Write out the entries from the line with "I'd love your assistance: please find the concrete plinth" up to and including the line with "[[0, 195, 290, 449]]", requests included, and add 141 to every bounding-box coordinate in the answers.

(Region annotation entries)
□ □ □ □ □ □ □

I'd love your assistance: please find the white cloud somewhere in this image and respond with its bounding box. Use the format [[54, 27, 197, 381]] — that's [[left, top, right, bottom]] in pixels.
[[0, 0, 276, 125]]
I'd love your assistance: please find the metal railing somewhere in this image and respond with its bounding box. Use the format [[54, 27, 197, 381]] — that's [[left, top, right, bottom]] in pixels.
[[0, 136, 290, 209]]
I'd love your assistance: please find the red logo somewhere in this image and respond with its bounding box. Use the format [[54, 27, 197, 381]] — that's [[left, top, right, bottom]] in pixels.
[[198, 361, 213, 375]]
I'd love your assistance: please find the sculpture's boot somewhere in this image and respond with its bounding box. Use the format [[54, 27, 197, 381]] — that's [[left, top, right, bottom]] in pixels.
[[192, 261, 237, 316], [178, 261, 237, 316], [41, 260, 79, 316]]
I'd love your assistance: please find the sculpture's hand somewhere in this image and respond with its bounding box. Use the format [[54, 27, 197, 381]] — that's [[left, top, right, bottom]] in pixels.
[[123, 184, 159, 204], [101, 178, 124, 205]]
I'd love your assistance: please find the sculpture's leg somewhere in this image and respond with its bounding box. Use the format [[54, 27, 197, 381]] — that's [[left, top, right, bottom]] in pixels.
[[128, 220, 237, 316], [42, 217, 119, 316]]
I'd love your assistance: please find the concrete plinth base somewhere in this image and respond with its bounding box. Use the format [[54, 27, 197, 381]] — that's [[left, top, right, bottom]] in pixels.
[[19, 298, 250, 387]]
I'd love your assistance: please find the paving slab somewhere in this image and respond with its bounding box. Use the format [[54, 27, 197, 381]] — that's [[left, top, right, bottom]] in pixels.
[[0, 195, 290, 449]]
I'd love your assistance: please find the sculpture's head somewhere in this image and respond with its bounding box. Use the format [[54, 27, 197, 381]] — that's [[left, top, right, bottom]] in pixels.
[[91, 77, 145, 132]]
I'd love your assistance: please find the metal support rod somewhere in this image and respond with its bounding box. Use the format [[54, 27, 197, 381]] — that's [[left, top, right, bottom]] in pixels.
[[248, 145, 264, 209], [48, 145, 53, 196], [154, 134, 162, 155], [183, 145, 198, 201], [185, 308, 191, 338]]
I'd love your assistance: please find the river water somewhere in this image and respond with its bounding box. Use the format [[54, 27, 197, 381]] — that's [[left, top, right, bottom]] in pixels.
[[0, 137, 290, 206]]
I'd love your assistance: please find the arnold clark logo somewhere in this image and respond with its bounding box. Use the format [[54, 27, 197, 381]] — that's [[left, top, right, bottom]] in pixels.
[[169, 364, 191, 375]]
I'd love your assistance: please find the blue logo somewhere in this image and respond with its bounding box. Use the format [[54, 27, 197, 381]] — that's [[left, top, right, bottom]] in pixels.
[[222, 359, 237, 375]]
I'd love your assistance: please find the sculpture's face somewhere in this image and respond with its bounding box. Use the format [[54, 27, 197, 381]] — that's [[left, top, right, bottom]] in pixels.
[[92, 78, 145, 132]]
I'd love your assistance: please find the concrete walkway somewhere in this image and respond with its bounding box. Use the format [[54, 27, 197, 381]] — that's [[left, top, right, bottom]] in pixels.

□ □ □ □ □ □ □

• **Task result**
I'd love your assistance: please find the concrete plinth base somewhere in this image and respond with its bounding box. Use the format [[54, 27, 197, 381]] — that's [[left, top, right, bottom]] in pixels.
[[160, 439, 391, 528]]
I'd love your assistance: please find the paving slab somewhere in this image and respond with its bounding box. Use the format [[54, 27, 197, 381]] — that's [[left, top, right, bottom]] in pixels.
[[141, 336, 431, 590]]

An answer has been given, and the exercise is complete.